> [Consigne] Relevez, dans l'extrait ci-dessous, tous les médias cités nommément, dans leur ordre d'apparition.

> [Extrait source]
--

Parmi ceux-ci, la délinquance en bande de mineurs étrangers, qui essaiment dans de nombreuses villes. A Nancy, ce sont selon 20 minutes des vols de portables avec violence qui sont commis par des « mineurs non accompagnés » (traduire : de jeunes clandestins). A Nantes selon Ouest France comme ailleurs, les interpellations des jeunes délinquants ne sont pas suivies d’effet. C’est un peu partout en France des pharmacies qui sont cambriolées par des mineurs étrangers selon la presse locale. Mêmes phénomènes de délinquance de jeunes étrangers à Paris selon l’Obs, en Gironde selon France 3, à Montpellier où les mineurs sont finalement majeurs selon Actu.fr, etc. Le Préfet de Police de Paris évoque sur Public Sénat une « violence inquisitive, de voie publique, particulièrement significative ». Il parle sur la chaine parlementaire d’« une réelle spécificité à Paris » et se garde bien d’évoquer un phénomène national. Aucun média ne couvre nationalement les informations éparses sur ces bandes de jeunes délinquants étrangers qui semblent opérer leurs méfaits dans une quasi impunité, au point d’en faire un phénomène de société en pleine expansion mais à très bas bruit médiatique.

--

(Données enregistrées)
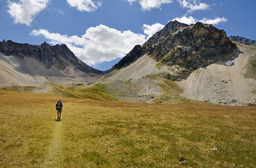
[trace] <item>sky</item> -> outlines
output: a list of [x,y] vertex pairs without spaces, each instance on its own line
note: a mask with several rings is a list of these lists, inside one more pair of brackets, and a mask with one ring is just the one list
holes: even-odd
[[0,0],[0,40],[66,44],[105,71],[175,20],[255,40],[255,0]]

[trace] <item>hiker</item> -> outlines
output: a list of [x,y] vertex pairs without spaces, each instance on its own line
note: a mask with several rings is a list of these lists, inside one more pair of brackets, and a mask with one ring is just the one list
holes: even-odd
[[60,120],[60,116],[61,115],[62,112],[62,108],[63,107],[63,104],[61,102],[61,99],[60,99],[58,100],[56,105],[56,109],[58,112],[58,120]]

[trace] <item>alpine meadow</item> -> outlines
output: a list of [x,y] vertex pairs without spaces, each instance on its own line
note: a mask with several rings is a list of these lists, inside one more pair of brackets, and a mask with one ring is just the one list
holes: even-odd
[[0,0],[0,168],[256,168],[255,6]]
[[255,106],[0,91],[1,167],[254,167]]

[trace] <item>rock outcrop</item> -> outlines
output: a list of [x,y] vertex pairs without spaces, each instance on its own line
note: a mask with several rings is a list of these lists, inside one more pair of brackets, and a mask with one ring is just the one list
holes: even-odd
[[72,65],[92,76],[103,74],[79,60],[64,44],[52,46],[45,42],[41,45],[31,45],[4,39],[3,42],[0,41],[0,52],[8,56],[32,57],[42,62],[49,69],[54,67],[59,70],[65,70]]
[[231,41],[237,42],[241,44],[256,46],[256,40],[252,40],[240,36],[232,36],[229,37],[228,39]]
[[[189,25],[175,20],[169,22],[141,46],[134,47],[115,67],[120,69],[147,53],[159,65],[178,65],[192,71],[219,61],[234,60],[236,52],[236,44],[228,39],[223,30],[212,25],[197,22]],[[124,64],[127,60],[129,61]]]
[[0,87],[88,83],[104,74],[78,59],[65,45],[0,42]]

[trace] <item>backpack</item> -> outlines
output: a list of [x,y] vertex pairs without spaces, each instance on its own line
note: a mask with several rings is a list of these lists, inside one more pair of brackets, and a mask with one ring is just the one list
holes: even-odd
[[62,109],[62,102],[57,102],[56,107],[57,107],[57,109]]

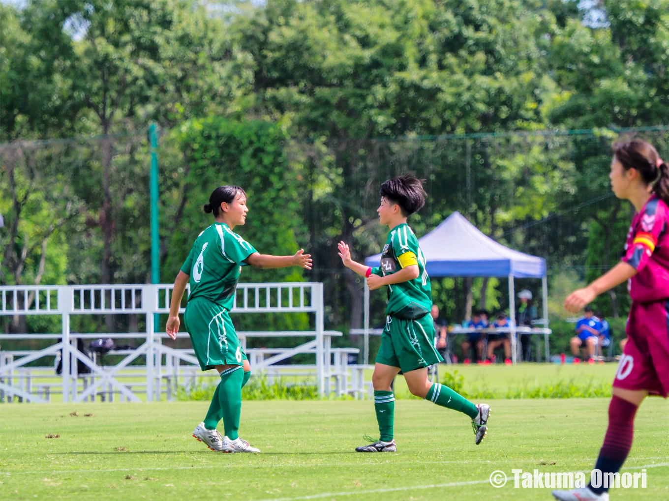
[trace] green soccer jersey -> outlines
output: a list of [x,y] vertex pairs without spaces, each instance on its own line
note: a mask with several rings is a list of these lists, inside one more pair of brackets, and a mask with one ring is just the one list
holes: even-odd
[[418,265],[418,278],[388,286],[387,315],[415,320],[425,316],[432,308],[432,292],[425,270],[425,256],[416,235],[404,223],[388,233],[381,255],[381,266],[372,268],[372,273],[390,275],[411,264]]
[[231,310],[244,260],[257,251],[225,223],[214,223],[193,244],[181,271],[191,276],[193,298],[206,298]]

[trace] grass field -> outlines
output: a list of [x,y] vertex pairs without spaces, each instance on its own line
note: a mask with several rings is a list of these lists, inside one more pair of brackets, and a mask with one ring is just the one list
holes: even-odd
[[[559,381],[574,381],[579,385],[610,385],[617,369],[617,363],[577,365],[565,364],[520,364],[508,366],[504,364],[492,365],[446,365],[439,366],[439,377],[441,379],[445,372],[464,377],[464,389],[469,393],[477,390],[488,390],[494,393],[505,393],[510,389],[532,388],[544,385],[555,385]],[[371,379],[371,371],[365,375],[367,381]],[[400,397],[408,398],[410,395],[404,379],[398,377],[395,381],[395,393]]]
[[[549,500],[549,489],[488,479],[496,470],[592,467],[606,399],[490,404],[488,437],[476,446],[464,415],[397,401],[399,452],[373,455],[353,451],[375,433],[369,401],[245,402],[242,436],[263,451],[250,455],[211,452],[191,437],[205,402],[1,405],[0,499]],[[647,466],[648,488],[611,499],[669,498],[667,411],[650,399],[637,418],[626,466]]]

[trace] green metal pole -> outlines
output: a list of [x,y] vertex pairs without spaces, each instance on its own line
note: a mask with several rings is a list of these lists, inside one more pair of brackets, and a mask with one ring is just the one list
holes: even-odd
[[[151,283],[160,284],[160,237],[158,233],[158,126],[155,122],[149,128],[149,138],[151,144]],[[160,315],[155,314],[153,319],[153,332],[159,332]]]

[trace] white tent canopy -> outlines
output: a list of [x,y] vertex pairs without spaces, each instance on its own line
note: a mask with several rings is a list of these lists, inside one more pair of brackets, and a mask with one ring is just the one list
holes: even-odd
[[[546,260],[504,247],[484,235],[459,212],[454,212],[436,228],[418,239],[430,277],[494,276],[508,278],[509,314],[515,325],[514,278],[541,278],[544,327],[548,327],[548,285]],[[368,266],[379,266],[381,254],[365,260]],[[369,330],[369,290],[365,287],[365,346]],[[511,342],[516,362],[516,335]]]

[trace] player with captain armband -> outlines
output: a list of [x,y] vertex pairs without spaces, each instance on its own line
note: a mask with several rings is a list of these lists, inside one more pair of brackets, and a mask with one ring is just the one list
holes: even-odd
[[474,405],[450,388],[432,383],[427,367],[444,359],[435,348],[434,325],[429,312],[432,294],[425,271],[425,256],[418,239],[407,225],[407,218],[425,205],[425,191],[419,179],[400,176],[381,187],[381,206],[377,209],[382,225],[390,229],[381,266],[370,268],[351,258],[345,242],[339,244],[344,266],[367,279],[371,290],[388,288],[385,328],[381,334],[372,383],[374,409],[381,436],[359,452],[395,452],[393,433],[395,395],[391,385],[400,371],[409,391],[438,405],[466,414],[472,419],[476,444],[486,437],[490,407]]

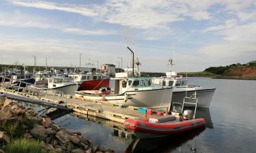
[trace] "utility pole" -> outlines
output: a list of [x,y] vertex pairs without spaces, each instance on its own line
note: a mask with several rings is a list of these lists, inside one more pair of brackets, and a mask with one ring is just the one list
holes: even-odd
[[123,58],[120,56],[117,56],[117,58],[121,59],[121,69],[123,69]]
[[129,47],[127,47],[127,48],[128,48],[128,50],[130,50],[130,51],[132,54],[132,76],[134,76],[134,52],[131,49],[130,49]]
[[35,55],[32,55],[33,57],[33,75],[35,74],[35,69],[36,69],[36,56]]
[[81,56],[82,53],[80,53],[80,61],[79,61],[79,72],[81,72]]

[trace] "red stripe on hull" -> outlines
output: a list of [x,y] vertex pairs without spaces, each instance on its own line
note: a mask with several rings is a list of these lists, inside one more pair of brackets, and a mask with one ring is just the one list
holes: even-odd
[[102,87],[109,87],[109,79],[84,81],[80,85],[78,90],[99,90]]

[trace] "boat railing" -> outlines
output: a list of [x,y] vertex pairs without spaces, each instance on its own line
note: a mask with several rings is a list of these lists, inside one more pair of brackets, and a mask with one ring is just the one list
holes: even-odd
[[[17,82],[17,84],[13,84],[11,82]],[[35,85],[33,84],[5,77],[1,80],[0,90],[5,93],[15,93],[22,96],[39,100],[46,100],[55,103],[67,102],[70,98],[70,95],[64,94],[63,92],[51,90],[42,86]]]

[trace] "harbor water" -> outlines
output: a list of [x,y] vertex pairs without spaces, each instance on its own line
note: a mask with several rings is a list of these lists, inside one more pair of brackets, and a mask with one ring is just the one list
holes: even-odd
[[115,152],[256,152],[256,81],[190,78],[189,84],[216,88],[210,109],[197,110],[206,128],[141,140],[119,123],[89,116],[55,122]]

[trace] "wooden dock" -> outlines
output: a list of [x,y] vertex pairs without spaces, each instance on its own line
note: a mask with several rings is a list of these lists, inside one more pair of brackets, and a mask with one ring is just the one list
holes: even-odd
[[[124,123],[127,118],[143,118],[144,114],[139,113],[136,107],[119,107],[110,105],[107,101],[91,101],[79,97],[68,97],[63,95],[51,95],[45,91],[35,91],[33,94],[23,90],[12,90],[1,86],[0,92],[8,97],[25,103],[54,107],[92,116],[108,120]],[[61,102],[61,103],[60,103]]]

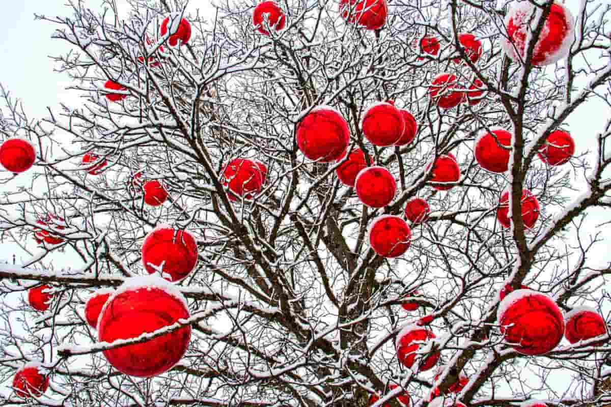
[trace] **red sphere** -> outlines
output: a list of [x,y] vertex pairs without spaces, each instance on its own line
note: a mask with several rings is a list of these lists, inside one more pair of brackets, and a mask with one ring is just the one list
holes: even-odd
[[464,93],[452,92],[458,81],[454,74],[442,73],[435,77],[428,89],[429,95],[442,109],[452,109],[458,106],[464,98]]
[[339,112],[329,106],[319,106],[298,123],[295,137],[306,157],[331,162],[348,148],[350,129]]
[[428,219],[431,208],[422,198],[412,198],[405,206],[405,217],[414,225],[419,225]]
[[[576,308],[565,315],[565,337],[571,344],[587,340],[607,333],[607,324],[600,314],[592,308]],[[601,346],[607,340],[599,340],[592,346]]]
[[575,154],[575,142],[569,133],[556,130],[549,134],[537,154],[550,165],[562,165]]
[[189,232],[167,226],[153,229],[142,243],[142,264],[148,274],[159,273],[170,281],[179,281],[195,268],[197,245]]
[[[535,226],[539,218],[539,201],[527,189],[522,191],[522,220],[524,226],[529,229]],[[499,209],[497,209],[497,218],[504,228],[509,228],[511,220],[509,218],[509,192],[505,191],[500,197]]]
[[[158,278],[136,277],[119,287],[104,306],[98,323],[100,342],[136,338],[190,316],[185,297]],[[104,351],[117,370],[138,377],[151,377],[170,369],[180,360],[191,339],[191,327],[139,344]]]
[[[426,342],[434,339],[435,335],[430,330],[417,325],[408,325],[397,336],[395,342],[397,355],[401,363],[411,369],[415,361],[417,353],[421,344],[414,342]],[[425,372],[433,368],[439,359],[440,353],[434,352],[428,356],[420,367],[420,372]]]
[[263,27],[263,17],[265,15],[267,16],[268,24],[269,24],[270,28],[274,28],[276,31],[284,28],[287,18],[282,9],[273,1],[263,1],[255,7],[255,11],[252,13],[252,24],[259,32],[265,35],[269,35],[268,31]]
[[27,292],[27,302],[30,306],[39,311],[46,311],[48,309],[53,299],[53,294],[48,291],[52,288],[51,286],[43,284],[30,289]]
[[12,173],[23,173],[36,160],[34,148],[27,140],[9,139],[0,145],[0,164]]
[[[178,18],[178,16],[174,16],[173,20],[175,18]],[[161,23],[161,37],[163,37],[167,34],[167,26],[169,25],[169,17],[166,17],[165,20],[164,20]],[[178,30],[177,30],[176,32],[170,35],[170,38],[168,39],[167,42],[172,46],[176,46],[178,44],[178,41],[180,41],[180,45],[184,45],[189,42],[189,40],[191,38],[191,24],[186,20],[186,19],[182,18],[178,24]]]
[[507,130],[495,129],[485,131],[475,140],[475,159],[486,171],[500,174],[508,170],[511,145],[511,134]]
[[[337,159],[337,162],[346,158],[346,153],[340,158]],[[335,170],[337,178],[342,183],[349,187],[354,186],[356,176],[361,170],[367,168],[367,162],[365,159],[365,153],[360,148],[354,148],[348,157],[348,161],[341,164]]]
[[167,199],[167,191],[156,179],[144,184],[144,203],[151,206],[159,206]]
[[401,256],[409,248],[411,238],[412,231],[407,222],[393,215],[378,217],[369,229],[369,244],[382,257]]
[[[526,57],[526,40],[532,32],[529,27],[535,10],[533,4],[524,2],[514,4],[505,16],[508,39],[503,40],[503,48],[508,56],[515,61],[524,60]],[[532,65],[549,65],[566,57],[573,40],[574,25],[573,15],[566,6],[558,3],[552,4],[535,45]]]
[[565,332],[562,312],[549,296],[516,290],[499,305],[497,319],[506,342],[522,355],[544,355],[556,347]]
[[395,197],[397,182],[383,167],[369,167],[360,170],[354,181],[354,189],[359,199],[370,207],[382,207]]
[[363,134],[371,144],[379,147],[392,145],[405,131],[403,114],[390,103],[378,103],[365,112],[362,128]]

--

> [Réponse attendue]
20 minutes
Ouest France
l’Obs
France 3
Actu.fr
Public Sénat